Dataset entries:
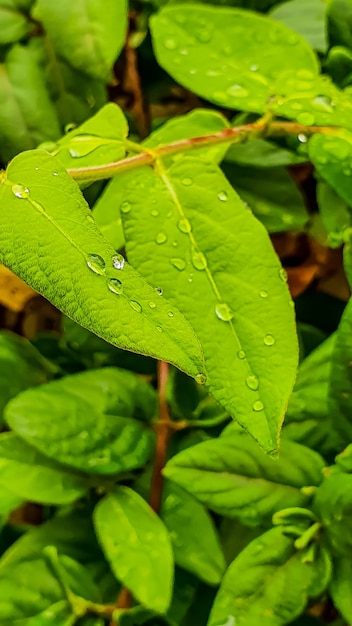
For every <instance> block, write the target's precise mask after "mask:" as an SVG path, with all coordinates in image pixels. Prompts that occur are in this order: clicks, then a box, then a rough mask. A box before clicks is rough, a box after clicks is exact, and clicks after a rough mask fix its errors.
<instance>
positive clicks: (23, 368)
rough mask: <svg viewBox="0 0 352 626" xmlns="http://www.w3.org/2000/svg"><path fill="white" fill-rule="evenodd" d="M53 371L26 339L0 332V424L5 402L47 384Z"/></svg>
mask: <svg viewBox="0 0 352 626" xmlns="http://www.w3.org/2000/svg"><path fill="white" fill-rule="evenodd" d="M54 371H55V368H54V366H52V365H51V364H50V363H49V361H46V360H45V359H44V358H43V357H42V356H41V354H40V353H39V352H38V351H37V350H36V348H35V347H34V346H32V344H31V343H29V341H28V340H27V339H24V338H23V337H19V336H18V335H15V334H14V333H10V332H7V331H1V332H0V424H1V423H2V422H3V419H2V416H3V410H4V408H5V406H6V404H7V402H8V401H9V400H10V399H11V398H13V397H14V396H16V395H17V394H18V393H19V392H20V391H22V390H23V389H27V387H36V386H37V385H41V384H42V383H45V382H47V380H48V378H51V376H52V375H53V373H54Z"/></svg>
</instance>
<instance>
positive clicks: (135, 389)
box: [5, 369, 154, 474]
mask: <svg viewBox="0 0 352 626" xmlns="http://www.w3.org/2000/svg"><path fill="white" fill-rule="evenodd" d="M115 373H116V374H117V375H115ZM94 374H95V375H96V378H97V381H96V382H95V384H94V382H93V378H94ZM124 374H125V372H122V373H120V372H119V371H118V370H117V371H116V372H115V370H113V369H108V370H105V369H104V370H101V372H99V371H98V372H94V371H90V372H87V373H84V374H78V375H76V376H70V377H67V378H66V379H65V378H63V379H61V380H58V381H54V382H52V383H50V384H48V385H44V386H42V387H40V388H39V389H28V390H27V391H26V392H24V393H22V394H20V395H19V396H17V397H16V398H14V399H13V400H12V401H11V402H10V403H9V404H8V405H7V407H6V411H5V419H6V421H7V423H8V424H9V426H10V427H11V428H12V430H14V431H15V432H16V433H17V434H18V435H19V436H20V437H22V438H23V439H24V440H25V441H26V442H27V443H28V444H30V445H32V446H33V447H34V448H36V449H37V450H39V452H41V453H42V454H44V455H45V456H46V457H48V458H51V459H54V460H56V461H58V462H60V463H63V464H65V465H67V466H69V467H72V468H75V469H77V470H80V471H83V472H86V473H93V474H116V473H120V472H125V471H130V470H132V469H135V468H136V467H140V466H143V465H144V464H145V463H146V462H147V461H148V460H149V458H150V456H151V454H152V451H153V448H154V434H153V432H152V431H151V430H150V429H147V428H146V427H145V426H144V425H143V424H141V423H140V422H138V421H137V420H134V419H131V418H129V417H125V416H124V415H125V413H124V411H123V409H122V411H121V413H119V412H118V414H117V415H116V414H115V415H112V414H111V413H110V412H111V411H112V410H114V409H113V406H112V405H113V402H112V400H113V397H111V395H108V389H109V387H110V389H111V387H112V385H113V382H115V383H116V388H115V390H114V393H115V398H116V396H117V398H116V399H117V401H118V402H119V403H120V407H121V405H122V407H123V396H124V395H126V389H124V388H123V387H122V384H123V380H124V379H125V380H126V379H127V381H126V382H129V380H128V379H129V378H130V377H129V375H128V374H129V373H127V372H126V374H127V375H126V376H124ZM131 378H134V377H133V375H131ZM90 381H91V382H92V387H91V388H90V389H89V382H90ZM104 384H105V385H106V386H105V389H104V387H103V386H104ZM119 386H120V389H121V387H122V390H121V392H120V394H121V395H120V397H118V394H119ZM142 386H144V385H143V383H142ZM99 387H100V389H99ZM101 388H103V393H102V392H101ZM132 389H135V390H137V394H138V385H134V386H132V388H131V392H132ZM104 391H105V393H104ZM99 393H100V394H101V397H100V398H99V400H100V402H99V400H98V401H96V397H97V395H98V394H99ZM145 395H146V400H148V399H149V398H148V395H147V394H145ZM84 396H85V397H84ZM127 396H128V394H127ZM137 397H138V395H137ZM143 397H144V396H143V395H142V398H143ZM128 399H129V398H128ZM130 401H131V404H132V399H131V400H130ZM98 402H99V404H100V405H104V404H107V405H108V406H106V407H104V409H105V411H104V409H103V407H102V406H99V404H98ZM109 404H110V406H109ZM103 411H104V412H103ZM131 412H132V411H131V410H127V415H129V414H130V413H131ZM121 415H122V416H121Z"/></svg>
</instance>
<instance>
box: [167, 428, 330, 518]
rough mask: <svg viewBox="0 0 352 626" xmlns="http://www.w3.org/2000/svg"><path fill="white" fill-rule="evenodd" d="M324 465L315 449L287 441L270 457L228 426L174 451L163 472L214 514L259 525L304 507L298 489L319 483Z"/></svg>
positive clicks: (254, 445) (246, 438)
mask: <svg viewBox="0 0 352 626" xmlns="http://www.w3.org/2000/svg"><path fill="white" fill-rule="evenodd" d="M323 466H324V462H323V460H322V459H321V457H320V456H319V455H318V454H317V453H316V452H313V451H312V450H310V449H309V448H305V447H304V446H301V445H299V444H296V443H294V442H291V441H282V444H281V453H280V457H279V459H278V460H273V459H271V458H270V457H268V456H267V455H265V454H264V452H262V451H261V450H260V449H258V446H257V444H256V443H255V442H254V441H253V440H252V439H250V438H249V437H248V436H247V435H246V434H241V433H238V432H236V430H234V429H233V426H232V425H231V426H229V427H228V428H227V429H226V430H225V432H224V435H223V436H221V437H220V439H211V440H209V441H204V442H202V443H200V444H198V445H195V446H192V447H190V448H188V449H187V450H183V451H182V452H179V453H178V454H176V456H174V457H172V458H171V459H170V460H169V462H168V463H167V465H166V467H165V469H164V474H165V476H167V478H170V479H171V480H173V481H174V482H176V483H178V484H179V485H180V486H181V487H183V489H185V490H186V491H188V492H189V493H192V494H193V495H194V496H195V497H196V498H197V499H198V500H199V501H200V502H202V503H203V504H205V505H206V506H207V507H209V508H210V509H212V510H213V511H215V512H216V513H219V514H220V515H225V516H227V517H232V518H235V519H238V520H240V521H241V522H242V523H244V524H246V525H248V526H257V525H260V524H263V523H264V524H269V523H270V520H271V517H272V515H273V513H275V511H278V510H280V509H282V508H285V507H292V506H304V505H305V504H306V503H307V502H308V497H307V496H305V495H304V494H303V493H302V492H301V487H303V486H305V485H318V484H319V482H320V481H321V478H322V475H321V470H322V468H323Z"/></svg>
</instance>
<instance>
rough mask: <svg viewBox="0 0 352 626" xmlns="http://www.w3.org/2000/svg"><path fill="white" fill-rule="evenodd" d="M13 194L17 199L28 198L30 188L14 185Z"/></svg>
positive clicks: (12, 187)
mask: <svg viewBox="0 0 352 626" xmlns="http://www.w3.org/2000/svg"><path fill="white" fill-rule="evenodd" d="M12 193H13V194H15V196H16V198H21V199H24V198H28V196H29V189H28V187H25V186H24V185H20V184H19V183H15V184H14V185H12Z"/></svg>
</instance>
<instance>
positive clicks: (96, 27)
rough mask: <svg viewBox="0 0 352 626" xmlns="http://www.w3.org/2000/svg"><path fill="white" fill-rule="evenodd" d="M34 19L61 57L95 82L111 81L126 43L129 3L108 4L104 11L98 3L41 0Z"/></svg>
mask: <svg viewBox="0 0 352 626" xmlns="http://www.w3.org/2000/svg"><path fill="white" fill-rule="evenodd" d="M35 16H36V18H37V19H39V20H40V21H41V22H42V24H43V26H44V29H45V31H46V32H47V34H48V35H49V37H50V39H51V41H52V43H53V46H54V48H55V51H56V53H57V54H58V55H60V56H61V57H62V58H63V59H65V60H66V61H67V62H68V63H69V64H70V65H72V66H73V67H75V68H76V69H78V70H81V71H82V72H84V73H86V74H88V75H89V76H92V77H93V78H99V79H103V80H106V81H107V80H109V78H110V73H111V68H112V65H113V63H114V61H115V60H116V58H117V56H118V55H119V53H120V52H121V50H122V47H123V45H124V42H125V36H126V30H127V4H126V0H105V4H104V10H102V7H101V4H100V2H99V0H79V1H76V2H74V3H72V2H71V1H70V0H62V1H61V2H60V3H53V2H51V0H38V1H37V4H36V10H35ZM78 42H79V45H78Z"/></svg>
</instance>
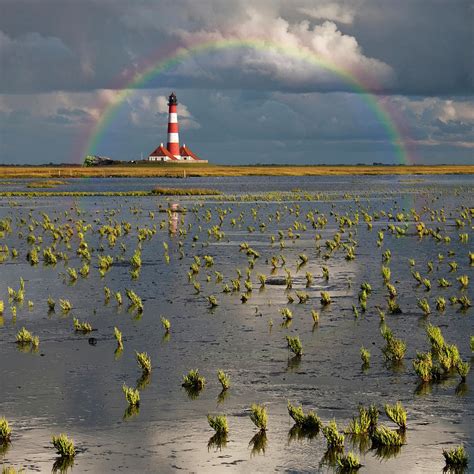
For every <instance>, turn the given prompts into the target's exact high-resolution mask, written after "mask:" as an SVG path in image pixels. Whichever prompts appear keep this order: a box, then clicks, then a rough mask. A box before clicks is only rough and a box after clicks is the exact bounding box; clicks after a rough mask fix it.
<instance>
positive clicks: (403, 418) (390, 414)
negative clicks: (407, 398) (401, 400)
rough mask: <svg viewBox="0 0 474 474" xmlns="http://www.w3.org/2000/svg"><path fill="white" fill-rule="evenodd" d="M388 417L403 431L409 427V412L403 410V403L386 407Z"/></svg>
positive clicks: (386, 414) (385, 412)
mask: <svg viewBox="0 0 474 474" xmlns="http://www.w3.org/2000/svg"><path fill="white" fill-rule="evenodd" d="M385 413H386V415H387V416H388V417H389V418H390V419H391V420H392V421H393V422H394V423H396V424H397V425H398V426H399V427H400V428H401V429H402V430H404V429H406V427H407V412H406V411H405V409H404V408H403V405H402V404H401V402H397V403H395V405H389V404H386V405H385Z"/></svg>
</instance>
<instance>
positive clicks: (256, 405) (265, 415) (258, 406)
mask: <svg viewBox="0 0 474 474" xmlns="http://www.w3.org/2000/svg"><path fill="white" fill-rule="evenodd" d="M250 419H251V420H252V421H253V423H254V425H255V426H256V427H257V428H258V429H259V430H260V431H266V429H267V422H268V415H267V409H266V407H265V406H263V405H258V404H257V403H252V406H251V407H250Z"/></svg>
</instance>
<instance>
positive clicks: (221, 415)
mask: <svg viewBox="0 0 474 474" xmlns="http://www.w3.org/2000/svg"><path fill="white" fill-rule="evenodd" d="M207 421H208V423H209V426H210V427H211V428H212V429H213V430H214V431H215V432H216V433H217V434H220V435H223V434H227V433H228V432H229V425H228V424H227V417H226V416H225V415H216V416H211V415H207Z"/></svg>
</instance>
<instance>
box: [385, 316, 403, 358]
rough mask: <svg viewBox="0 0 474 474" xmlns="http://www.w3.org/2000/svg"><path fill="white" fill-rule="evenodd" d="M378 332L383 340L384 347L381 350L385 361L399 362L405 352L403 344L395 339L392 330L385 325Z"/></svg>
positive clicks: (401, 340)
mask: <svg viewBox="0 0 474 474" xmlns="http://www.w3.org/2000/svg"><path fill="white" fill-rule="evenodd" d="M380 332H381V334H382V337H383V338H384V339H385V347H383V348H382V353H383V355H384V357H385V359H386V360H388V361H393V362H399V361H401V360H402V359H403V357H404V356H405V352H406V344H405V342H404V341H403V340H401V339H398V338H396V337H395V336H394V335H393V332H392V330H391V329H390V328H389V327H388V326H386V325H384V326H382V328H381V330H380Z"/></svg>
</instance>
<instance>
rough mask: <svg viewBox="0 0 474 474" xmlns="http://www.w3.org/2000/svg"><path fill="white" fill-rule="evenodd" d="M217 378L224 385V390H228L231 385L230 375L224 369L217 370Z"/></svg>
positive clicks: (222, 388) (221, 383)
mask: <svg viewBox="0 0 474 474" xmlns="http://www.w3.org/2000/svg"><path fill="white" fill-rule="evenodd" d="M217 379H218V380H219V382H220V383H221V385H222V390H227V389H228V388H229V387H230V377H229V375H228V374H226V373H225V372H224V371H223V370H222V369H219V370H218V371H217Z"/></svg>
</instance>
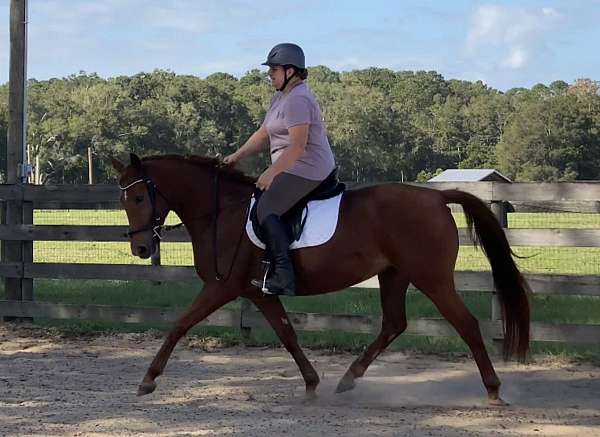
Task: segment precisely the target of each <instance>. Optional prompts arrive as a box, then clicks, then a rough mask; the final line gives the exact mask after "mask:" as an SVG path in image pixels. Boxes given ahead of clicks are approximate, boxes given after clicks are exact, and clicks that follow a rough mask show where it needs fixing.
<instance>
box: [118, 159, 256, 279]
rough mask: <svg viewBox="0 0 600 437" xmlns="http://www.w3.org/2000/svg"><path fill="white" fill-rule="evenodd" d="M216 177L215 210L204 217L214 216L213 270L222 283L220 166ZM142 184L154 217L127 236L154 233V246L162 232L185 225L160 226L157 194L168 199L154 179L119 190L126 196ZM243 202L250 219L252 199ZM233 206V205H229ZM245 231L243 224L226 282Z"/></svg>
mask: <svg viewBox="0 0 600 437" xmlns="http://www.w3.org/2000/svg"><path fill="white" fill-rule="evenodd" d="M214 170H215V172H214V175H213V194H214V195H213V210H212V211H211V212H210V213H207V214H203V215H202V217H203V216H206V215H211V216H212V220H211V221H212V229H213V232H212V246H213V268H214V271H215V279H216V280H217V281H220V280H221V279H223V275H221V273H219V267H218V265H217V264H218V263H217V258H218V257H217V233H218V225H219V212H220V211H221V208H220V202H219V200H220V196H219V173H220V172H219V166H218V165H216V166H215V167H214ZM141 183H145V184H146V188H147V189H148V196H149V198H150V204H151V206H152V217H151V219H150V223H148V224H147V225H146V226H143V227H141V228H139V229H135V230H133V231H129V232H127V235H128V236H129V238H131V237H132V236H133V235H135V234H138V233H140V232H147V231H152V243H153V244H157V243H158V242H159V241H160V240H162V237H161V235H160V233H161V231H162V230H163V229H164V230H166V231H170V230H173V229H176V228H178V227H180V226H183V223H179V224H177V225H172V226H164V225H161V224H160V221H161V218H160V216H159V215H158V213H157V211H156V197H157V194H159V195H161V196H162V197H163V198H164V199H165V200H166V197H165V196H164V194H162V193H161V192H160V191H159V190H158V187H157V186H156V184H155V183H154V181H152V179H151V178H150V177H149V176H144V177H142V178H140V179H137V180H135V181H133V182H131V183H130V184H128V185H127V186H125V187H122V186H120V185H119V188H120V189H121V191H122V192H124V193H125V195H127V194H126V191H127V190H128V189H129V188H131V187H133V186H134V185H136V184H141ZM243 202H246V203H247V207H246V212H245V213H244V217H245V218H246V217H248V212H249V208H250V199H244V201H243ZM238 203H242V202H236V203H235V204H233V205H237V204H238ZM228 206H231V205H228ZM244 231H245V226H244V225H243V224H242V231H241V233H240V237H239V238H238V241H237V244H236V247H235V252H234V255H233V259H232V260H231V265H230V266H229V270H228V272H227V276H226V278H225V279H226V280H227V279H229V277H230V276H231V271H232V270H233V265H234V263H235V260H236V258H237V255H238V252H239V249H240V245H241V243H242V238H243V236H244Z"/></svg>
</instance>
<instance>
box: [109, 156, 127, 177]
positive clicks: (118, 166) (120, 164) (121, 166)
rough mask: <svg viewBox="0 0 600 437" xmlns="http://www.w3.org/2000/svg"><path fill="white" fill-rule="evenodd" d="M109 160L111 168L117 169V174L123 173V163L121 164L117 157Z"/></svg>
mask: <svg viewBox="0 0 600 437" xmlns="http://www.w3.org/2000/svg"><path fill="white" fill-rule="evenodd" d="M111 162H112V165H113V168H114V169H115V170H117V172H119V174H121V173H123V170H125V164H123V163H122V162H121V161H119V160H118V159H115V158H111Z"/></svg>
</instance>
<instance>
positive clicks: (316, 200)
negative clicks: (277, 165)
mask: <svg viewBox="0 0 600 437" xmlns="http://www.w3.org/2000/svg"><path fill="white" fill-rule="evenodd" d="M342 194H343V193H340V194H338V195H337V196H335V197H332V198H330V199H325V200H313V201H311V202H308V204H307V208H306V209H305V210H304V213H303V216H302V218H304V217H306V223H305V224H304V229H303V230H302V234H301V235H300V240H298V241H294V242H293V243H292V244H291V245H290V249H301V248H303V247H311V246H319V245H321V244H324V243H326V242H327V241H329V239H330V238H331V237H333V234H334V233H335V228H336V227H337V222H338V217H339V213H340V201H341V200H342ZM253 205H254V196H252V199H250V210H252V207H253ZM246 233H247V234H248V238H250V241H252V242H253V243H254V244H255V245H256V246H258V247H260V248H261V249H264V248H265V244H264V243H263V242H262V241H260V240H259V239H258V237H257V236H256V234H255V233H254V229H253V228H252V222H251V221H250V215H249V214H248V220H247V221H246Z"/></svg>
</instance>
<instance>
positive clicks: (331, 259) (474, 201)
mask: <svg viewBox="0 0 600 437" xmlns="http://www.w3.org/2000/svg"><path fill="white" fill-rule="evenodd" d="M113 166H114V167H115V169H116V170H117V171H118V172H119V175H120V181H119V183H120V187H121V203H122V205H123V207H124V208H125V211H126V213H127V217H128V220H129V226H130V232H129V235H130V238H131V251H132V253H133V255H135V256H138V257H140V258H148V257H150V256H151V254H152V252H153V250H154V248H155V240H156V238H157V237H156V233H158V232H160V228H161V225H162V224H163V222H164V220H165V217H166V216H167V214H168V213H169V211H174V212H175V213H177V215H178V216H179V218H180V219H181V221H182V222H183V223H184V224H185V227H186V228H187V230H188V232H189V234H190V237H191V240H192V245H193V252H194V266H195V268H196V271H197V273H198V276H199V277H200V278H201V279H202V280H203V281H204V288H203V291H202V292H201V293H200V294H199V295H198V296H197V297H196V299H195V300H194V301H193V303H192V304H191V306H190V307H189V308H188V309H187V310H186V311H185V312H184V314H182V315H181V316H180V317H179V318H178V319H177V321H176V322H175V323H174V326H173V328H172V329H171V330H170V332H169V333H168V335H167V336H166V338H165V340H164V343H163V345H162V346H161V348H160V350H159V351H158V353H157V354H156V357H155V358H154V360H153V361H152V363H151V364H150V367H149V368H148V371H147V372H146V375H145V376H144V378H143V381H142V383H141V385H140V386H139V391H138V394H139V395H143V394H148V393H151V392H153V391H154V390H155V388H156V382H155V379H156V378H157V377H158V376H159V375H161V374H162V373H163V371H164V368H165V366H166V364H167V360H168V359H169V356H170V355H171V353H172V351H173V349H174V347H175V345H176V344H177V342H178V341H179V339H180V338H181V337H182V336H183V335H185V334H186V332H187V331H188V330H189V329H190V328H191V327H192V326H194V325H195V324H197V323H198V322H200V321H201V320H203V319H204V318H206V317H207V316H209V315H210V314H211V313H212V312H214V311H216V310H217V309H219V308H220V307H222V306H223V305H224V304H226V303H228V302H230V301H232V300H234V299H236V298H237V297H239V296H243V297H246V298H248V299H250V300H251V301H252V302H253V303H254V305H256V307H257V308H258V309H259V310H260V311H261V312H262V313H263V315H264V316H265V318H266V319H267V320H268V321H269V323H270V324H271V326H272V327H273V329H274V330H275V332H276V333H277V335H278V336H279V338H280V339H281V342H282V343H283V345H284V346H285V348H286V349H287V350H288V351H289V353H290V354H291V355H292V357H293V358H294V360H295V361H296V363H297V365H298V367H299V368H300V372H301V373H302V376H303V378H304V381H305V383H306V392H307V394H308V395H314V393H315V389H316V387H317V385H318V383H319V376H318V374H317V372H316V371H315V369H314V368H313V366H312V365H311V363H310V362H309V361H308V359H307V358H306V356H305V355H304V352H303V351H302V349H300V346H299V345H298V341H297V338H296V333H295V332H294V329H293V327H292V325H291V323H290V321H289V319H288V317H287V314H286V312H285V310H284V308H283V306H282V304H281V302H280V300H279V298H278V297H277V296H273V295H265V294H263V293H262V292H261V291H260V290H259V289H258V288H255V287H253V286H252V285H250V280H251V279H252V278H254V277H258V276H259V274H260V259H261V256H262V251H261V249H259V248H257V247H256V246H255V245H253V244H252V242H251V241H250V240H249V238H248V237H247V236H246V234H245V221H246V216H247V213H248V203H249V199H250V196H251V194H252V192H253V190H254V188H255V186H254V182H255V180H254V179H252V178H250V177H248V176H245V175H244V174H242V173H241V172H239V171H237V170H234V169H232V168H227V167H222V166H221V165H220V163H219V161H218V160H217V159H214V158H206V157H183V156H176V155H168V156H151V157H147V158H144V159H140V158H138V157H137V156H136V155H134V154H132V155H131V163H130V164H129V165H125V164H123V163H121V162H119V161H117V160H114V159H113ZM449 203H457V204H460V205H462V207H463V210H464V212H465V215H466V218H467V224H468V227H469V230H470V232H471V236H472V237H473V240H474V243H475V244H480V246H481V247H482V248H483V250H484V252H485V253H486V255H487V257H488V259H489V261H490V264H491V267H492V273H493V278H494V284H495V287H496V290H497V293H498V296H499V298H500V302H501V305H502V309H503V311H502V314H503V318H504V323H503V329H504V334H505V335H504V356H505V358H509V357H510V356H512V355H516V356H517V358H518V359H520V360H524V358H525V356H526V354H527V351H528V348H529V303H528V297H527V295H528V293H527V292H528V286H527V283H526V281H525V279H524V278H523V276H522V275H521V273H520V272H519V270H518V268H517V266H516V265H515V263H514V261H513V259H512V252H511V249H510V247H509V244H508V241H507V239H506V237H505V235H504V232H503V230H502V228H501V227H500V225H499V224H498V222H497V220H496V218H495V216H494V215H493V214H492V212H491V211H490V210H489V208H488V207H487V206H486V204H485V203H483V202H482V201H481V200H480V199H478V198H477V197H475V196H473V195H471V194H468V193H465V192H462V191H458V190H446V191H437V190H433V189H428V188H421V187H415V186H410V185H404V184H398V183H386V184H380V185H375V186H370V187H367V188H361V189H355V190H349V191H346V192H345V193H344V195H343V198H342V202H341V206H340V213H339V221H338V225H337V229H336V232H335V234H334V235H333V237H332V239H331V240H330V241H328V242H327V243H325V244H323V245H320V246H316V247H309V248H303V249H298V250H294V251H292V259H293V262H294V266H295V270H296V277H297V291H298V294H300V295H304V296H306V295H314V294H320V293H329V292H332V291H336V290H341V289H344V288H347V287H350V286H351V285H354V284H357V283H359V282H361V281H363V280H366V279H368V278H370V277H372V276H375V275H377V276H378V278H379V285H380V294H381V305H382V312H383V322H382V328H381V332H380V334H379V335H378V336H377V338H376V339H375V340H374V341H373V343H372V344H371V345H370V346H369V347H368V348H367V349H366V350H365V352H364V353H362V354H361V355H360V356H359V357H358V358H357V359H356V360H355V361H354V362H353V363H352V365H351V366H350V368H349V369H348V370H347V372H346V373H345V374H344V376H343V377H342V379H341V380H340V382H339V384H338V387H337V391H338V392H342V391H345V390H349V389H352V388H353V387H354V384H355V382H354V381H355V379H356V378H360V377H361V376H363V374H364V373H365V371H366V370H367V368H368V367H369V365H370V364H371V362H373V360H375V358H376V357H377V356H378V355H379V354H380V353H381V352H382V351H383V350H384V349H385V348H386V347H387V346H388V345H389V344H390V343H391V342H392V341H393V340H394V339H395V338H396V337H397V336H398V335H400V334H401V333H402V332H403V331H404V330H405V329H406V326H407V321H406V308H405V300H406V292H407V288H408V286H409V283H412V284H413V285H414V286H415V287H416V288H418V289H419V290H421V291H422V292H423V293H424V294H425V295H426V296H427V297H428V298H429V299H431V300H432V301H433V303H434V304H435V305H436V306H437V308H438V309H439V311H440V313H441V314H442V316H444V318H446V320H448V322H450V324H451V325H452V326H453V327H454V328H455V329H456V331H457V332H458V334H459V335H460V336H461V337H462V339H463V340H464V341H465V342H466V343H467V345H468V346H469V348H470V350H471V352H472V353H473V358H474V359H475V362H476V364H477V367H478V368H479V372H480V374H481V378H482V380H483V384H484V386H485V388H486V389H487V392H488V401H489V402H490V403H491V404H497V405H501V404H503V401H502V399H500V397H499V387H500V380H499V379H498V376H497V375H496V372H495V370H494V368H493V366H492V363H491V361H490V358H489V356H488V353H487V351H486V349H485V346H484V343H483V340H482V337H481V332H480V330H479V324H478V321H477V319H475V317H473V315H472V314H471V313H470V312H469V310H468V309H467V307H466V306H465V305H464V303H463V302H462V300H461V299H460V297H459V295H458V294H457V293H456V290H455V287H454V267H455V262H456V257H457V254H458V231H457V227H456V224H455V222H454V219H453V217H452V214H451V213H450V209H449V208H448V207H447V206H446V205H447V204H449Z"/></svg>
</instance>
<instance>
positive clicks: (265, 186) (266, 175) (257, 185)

* PROBLEM DETAILS *
Your answer must be an exact copy of the lines from the start of the entries through the line with "positive clicks: (135, 389)", with no pictures.

* EXERCISE SOLUTION *
For every <instance> block, write the target's precise mask after "mask:" as an SVG path, with all coordinates in image pixels. Prompts that occur are in this order: clicks, then a box, then a rough mask. A box before clicks is rough, a box after clicks is exact, and clicks after a rough mask fix its errors.
<instance>
positive clicks: (23, 368)
rough mask: <svg viewBox="0 0 352 626" xmlns="http://www.w3.org/2000/svg"><path fill="white" fill-rule="evenodd" d="M53 371L26 339L0 332V424L5 402L47 384Z"/></svg>
mask: <svg viewBox="0 0 352 626" xmlns="http://www.w3.org/2000/svg"><path fill="white" fill-rule="evenodd" d="M54 371H55V368H54V366H52V365H51V364H50V363H49V361H46V360H45V359H44V358H43V357H42V356H41V354H40V353H39V352H38V351H37V350H36V348H35V347H34V346H32V344H31V343H29V341H28V340H27V339H24V338H23V337H19V336H18V335H15V334H14V333H10V332H7V331H1V332H0V424H1V423H2V422H3V419H2V416H3V410H4V408H5V406H6V404H7V402H8V401H9V400H10V399H11V398H13V397H14V396H16V395H17V394H18V393H19V392H20V391H22V390H23V389H27V387H36V386H37V385H41V384H42V383H45V382H47V380H48V378H51V376H52V375H53V373H54Z"/></svg>
</instance>
<instance>
positive clicks: (135, 389)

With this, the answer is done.